Copy every line of the listing below word for word, without changing anything.

====

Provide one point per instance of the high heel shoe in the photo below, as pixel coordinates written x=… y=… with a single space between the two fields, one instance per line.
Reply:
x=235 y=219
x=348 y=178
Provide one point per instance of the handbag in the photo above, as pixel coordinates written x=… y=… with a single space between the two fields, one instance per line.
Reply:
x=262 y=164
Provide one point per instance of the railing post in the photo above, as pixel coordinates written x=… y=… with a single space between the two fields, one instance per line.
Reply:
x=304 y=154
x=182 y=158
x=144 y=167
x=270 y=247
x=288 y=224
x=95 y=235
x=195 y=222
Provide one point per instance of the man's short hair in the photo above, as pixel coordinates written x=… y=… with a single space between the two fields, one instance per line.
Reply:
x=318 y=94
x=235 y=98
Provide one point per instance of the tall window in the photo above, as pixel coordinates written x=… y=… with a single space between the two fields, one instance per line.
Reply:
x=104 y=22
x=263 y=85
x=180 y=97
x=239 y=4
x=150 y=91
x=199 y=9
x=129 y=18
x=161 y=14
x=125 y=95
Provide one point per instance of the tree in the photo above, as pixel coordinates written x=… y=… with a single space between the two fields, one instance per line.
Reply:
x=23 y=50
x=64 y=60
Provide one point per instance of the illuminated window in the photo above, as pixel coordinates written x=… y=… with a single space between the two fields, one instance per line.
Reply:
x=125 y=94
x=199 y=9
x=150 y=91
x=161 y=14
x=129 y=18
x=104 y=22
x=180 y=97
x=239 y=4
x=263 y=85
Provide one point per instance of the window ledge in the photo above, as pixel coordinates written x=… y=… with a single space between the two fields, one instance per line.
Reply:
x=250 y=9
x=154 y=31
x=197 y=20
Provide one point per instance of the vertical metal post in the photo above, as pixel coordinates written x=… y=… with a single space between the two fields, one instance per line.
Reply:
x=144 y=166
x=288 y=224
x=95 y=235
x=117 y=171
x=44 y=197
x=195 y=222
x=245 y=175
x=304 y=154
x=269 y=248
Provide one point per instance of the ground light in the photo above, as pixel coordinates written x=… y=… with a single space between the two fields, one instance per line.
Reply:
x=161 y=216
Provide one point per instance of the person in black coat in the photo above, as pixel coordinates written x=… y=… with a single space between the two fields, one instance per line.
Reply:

====

Result below:
Provide one point per instance of the high heel shoe in the photo below, as pixel coordinates written x=… y=… with a single space between the two fields, one instance per line.
Reply:
x=235 y=219
x=348 y=178
Provide one point per instance of the handbag in the photo above, as pixel coordinates written x=… y=… with a single space between the two fields, one instance per line.
Reply:
x=262 y=164
Provide one point per instance of the railing post in the photo above, as pixel coordinates written x=… y=… with a single space between the two fields, one instance per line.
Reply:
x=304 y=154
x=182 y=158
x=144 y=167
x=270 y=247
x=288 y=224
x=95 y=235
x=195 y=222
Provide one point per instance of the man's short hair in the photo above, as pixel coordinates written x=… y=… with a single space between the two fields, one instance per line.
Reply:
x=318 y=94
x=235 y=98
Provide one point per instance of the tall window in the photo above, as pixel coordinates written x=… y=… with a single space between the two fields, one instance per line.
Reply:
x=104 y=22
x=263 y=85
x=180 y=97
x=239 y=4
x=150 y=91
x=199 y=9
x=129 y=18
x=161 y=14
x=125 y=95
Provide one point per instance of the tree in the photo above, as pixel coordinates written x=… y=… with a single space between the two fields, one instance per line.
Reply:
x=23 y=50
x=64 y=60
Provide one point per instance of the illuminated window in the photo above, as pixel coordinates written x=… y=… with a single space between the two fields, one instance per line.
Reply:
x=125 y=94
x=199 y=9
x=150 y=91
x=161 y=14
x=129 y=18
x=104 y=22
x=180 y=97
x=239 y=4
x=263 y=85
Provide one point per instance of the window ledge in the photo above, as pixel coordinates written x=… y=… with a single space between the two fields, one instance per line.
Reply:
x=250 y=9
x=154 y=31
x=197 y=20
Provide one point per instance of the vertical metal post in the photo above, as pixel coordinates written x=… y=… with a single space between the two fields, one instance per line.
Reply:
x=144 y=166
x=288 y=224
x=95 y=235
x=117 y=171
x=44 y=197
x=195 y=222
x=245 y=175
x=304 y=154
x=269 y=248
Provide one point per instance of the ground light in the photo above, as pixel coordinates written x=… y=… with a single space between the two fields, one instance per line.
Reply:
x=161 y=216
Provide one point per instance of the person in black coat in the photo above, as pixel coordinates written x=… y=… with a single space between the two fields, one instance per line.
Reply:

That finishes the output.